▶ Work request: Retype every entry precisely and keep each line whole.

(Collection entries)
*** Block opens ***
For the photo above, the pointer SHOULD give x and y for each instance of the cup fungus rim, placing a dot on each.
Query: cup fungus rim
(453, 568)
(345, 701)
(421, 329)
*** Block closes ***
▶ Exercise response:
For the photo above, the pointer SHOULD give x and y for each instance of the cup fungus rim, placing a dot on each.
Query: cup fungus rim
(453, 568)
(345, 701)
(421, 329)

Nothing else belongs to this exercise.